PASSAGE FOR REVIEW:

Eat Clean: Wok Yourself to Health

Image of Eat Clean
Author(s): 
Release Date: 
March 26, 2015
Publisher/Imprint: 
Harper Thorsons
Pages: 
224
Reviewed by: 

For the calorie counter, nutrient tallier, and health conscious spod, Eat Clean sums each recipe per serving with decimals of calories, protein, carbs, sugars, fat, saturated fat, fiber, and sodium. 

Huang’s recipes are a lovely fusion of Western and Eastern fast and easy dishes that can be achieved by combining ingredients on a chopping board or cooked with a wok.

The salads look great, like Three Strands Egg & Potato Salad, Raw Chinese Leaf Rainbow Coleslaw, and Fresh Laotian Style Sashimi. Appetizing wok dishes such as the Korean Bibimbap with Quinoa looks appealing and a good idea of Hot and Sour Courgette Noodles with Sichaun Fragrant Oil are definitely on the list of things to cook along with Smoked Tofu with Dinosaur Kale.

There are wonderful inspirations for vegetable dishes. Huang encourages that we should maintain a 80/20 vegetable/meat diet to be healthy, which is good for our wellbeing, body and mind.

Most dishes and pictures throughout the book look nourishing, nutritious, and lustrous, perhaps because the photographs focus on the “eat clean” feel of the dishes. In each recipe, Huang talks about why the ingredients in each dish is good for the body because of the minerals it contains or how it is packed with vitamins. She persists on about super-foods, which is the affluent dieter’s dream, and how you should always buy organic.

TASKS TO CARRY OUT:
• 1. From the Eat Clean review, reproduce the passage beginning at the words "Most dishes and" and stopping after the words "always buy organic.".
• 2. In the Eat Clean review, what reason does the reviewer offer for why most dishes and pictures in the book look nourishing, nutritious, and lustrous?

DATASET ENTRIES:
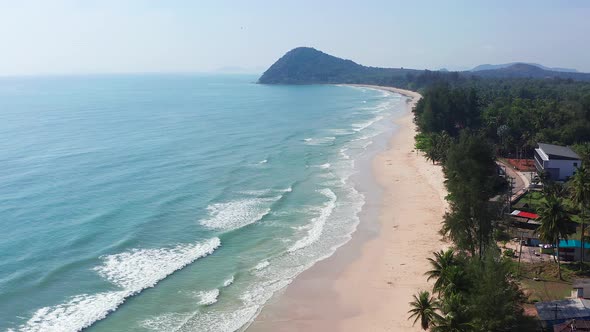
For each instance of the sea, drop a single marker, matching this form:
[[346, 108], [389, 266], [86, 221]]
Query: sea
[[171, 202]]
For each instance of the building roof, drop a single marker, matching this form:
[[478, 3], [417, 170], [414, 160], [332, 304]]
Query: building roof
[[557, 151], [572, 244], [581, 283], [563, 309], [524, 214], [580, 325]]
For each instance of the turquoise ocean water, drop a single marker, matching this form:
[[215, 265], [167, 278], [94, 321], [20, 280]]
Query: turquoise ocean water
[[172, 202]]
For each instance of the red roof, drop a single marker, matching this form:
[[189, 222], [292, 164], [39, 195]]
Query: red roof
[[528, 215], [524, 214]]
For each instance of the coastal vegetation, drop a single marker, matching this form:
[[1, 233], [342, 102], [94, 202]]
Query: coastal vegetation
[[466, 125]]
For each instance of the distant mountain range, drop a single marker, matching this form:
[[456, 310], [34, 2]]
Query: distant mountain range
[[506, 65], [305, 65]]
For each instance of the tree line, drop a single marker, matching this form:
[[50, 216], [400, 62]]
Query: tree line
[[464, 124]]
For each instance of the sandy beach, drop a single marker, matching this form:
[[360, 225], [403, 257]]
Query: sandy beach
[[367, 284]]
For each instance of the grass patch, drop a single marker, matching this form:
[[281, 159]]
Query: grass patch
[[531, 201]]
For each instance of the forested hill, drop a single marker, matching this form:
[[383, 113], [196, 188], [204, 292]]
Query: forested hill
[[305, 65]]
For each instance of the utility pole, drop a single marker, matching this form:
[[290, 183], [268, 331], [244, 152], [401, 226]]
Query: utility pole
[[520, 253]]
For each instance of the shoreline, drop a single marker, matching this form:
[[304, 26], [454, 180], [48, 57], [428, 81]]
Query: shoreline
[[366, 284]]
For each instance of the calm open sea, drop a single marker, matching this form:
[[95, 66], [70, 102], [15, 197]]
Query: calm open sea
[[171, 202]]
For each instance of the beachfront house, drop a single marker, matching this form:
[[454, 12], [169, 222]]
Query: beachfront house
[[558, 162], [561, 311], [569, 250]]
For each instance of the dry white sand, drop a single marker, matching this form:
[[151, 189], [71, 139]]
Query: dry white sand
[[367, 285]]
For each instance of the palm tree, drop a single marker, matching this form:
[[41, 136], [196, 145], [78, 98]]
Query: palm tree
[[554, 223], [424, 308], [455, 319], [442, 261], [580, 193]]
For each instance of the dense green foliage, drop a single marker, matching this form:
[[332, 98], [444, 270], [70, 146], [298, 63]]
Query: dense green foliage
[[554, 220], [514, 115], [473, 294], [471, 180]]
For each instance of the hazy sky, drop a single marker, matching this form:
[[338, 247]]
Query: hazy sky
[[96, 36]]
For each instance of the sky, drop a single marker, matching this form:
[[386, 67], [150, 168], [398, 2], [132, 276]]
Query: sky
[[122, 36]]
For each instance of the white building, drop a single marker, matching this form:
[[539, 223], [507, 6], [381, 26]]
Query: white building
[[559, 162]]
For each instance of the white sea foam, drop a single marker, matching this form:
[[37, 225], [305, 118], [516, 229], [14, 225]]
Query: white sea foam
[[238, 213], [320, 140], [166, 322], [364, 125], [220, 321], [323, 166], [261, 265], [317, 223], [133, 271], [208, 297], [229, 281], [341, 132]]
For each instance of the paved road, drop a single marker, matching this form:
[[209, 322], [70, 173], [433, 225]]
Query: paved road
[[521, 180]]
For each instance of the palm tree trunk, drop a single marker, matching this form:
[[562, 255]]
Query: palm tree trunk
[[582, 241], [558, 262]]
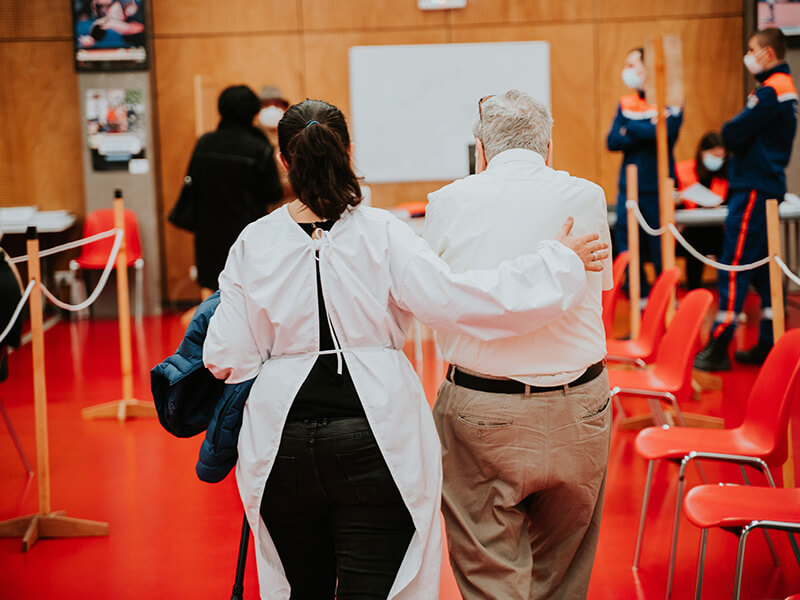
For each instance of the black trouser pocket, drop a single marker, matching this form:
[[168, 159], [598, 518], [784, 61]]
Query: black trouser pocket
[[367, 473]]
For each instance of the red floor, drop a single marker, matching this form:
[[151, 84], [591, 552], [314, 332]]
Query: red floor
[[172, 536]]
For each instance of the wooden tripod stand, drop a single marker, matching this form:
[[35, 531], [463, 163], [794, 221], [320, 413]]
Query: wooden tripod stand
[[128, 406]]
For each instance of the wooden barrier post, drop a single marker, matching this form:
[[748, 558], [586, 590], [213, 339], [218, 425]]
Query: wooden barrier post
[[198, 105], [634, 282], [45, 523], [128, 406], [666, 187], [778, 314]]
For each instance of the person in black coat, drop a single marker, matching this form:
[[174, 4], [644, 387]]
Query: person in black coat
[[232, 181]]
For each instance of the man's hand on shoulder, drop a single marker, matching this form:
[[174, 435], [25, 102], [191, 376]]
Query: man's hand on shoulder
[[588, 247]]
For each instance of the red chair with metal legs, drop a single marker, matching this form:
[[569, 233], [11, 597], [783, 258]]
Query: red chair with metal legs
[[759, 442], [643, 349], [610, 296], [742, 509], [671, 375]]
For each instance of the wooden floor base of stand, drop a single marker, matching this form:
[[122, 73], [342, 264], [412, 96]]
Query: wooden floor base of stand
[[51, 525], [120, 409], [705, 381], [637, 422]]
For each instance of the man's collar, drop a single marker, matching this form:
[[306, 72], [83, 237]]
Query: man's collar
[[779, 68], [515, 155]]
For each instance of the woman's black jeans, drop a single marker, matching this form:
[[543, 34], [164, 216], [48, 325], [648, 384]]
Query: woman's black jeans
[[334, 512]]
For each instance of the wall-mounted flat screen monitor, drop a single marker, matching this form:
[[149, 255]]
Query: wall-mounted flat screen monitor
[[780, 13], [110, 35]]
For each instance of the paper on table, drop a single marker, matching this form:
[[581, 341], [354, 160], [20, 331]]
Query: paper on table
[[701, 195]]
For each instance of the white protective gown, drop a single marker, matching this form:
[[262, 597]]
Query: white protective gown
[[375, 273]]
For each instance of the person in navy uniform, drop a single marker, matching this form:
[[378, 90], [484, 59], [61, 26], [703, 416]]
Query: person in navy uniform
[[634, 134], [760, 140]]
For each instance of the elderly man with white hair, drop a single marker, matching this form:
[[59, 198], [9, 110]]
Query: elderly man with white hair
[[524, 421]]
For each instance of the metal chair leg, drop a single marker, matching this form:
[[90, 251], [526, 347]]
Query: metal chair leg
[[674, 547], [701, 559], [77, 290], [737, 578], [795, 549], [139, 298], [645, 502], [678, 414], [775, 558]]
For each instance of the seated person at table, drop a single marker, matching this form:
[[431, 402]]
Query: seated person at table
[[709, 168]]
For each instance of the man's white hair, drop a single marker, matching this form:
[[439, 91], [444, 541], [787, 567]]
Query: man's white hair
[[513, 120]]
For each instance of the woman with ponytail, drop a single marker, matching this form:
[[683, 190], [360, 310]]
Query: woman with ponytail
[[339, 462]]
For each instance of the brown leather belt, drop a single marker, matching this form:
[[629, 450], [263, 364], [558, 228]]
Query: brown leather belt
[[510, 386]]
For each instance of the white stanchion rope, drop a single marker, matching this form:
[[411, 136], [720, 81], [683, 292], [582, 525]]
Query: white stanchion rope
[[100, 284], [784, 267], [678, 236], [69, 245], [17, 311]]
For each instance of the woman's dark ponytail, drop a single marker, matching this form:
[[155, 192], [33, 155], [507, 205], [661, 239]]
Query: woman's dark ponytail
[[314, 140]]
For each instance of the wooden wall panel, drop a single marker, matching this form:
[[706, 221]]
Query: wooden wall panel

YOUR WRITTEN ANSWERS:
• 1.
Most dishes and pictures throughout the book look nourishing, nutritious, and lustrous, perhaps because the photographs focus on the “eat clean” feel of the dishes. In each recipe, Huang talks about why the ingredients in each dish is good for the body because of the minerals it contains or how it is packed with vitamins. She persists on about super-foods, which is the affluent dieter’s dream, and how you should always buy organic.

• 2. The reviewer suggests that this is perhaps because the photographs focus on the "eat clean" feel of the dishes.